[Written request 1]:
Repeat the records verbatim, starting at the line that contains "In this picture, where can the lamp" and continuing through the final line of the records.

[Given passage]:
All sacrifices will seem justified once you make history
Long jumper Anju says training everyday while others play in paddy fields, will stand you in good stead
Dear me
LETTER TO MY YOUNGER SELF Dear 13-year-old Anju, Surely there are times when you wonder why your father doesn’t let you play with other teens in the paddy fields? Why he is keen to make you run the 25-metre or 50m races in the district competition? I know it hurts watching children go for a swim or frolic in the mud and not be able to join them. But ‘sacrifices’ will pay dividends of the kind nobody in India would have imagined.
Your parents have a plan because they can see in you a potential of being great, an athlete who would make the suburb of Cheeranchira glow on the world map. Years after you are done, people will say ‘wow, this is where Anju was born!’
So, off to the hostel in Kottayam where you will meet sports teacher KP Thomas. I know it won’t be easy for a young girl to live down feelings of being uprooted. The school is in a forest and that could have exacerbated the longing for home but for the Thomases. They will be a family that does its utmost to make you comfortable.
Slowly, it will start to seem worth it. Anju, there can’t be a better feeling than winning and after only a few weeks of training, you will be the best in state and national school competitions in the 100m hurdles, long jump and high jump.

[Extracted data]:
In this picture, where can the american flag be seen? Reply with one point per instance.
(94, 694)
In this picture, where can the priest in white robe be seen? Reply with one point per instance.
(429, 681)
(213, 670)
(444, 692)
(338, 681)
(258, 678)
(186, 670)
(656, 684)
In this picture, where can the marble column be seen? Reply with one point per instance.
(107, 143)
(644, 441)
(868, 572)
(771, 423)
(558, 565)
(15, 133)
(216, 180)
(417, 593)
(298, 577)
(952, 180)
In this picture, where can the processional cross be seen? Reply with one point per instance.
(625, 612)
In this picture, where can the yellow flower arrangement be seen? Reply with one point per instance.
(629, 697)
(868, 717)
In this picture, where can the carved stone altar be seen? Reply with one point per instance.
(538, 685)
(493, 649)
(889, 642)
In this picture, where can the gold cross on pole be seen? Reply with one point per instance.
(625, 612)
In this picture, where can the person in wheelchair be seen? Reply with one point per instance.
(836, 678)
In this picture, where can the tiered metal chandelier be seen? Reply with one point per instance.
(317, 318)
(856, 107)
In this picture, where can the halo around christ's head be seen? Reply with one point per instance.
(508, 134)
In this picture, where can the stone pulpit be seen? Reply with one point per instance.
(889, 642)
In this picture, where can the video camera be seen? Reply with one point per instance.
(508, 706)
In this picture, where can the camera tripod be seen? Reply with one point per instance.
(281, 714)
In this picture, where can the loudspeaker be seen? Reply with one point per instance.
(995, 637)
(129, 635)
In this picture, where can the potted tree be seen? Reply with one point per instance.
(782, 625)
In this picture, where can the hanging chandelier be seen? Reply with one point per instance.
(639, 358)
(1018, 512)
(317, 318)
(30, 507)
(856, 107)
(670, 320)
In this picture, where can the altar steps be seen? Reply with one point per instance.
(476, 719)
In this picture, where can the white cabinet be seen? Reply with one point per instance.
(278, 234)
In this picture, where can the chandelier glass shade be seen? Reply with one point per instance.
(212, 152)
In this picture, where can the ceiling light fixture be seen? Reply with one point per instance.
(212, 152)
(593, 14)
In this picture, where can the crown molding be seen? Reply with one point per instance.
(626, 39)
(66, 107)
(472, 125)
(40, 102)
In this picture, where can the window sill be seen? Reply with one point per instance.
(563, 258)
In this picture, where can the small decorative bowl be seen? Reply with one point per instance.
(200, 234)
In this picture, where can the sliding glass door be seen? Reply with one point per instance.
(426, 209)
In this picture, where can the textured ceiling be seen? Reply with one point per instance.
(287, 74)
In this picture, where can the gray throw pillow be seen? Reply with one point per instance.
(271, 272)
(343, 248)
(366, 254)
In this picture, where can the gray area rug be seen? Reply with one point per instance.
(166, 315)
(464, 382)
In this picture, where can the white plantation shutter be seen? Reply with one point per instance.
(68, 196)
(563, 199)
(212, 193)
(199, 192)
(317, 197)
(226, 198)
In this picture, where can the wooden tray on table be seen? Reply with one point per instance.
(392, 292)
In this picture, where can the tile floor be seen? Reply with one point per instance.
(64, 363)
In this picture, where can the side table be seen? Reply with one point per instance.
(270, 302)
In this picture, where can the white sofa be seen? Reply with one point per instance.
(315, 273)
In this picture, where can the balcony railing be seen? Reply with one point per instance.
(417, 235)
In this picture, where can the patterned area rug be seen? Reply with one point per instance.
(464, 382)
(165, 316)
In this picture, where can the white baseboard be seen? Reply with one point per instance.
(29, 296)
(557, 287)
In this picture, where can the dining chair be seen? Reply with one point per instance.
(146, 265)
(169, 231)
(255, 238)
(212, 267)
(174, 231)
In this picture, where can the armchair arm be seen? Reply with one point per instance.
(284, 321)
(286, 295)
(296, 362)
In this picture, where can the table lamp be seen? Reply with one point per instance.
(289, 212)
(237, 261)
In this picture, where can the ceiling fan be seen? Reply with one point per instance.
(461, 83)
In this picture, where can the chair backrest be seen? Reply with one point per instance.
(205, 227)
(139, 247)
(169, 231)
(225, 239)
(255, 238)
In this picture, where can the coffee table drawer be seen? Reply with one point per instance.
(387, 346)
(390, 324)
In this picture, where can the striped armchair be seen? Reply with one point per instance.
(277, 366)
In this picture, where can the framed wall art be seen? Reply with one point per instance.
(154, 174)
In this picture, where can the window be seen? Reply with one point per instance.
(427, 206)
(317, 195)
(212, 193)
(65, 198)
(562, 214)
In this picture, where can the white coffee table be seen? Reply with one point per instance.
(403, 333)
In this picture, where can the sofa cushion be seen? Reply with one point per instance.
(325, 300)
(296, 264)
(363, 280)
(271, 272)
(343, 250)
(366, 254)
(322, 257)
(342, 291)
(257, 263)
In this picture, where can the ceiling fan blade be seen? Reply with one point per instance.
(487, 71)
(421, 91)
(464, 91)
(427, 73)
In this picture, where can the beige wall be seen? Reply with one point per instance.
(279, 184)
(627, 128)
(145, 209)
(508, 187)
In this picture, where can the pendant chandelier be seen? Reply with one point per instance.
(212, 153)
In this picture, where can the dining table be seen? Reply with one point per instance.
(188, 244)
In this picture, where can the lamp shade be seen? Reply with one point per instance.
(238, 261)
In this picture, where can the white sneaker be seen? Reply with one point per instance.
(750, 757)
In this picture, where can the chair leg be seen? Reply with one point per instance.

[Written request 2]:
Using the letter to the younger Anju, answer the following:
(a) In which suburb was Anju born?
(b) In which town is the hostel where she meets KP Thomas?
(c) In which three events does she become the best in state and national school competitions?

[Task response 1]:
In this picture, where can the lamp shade be seen? Reply with one point per instance.
(238, 261)
In this picture, where can the white sneaker be seen? Reply with one point per instance.
(750, 757)
In this picture, where can the chair leg be seen? Reply with one point per instance.

[Task response 2]:
(a) Cheeranchira
(b) Kottayam
(c) The 100m hurdles, long jump, and high jump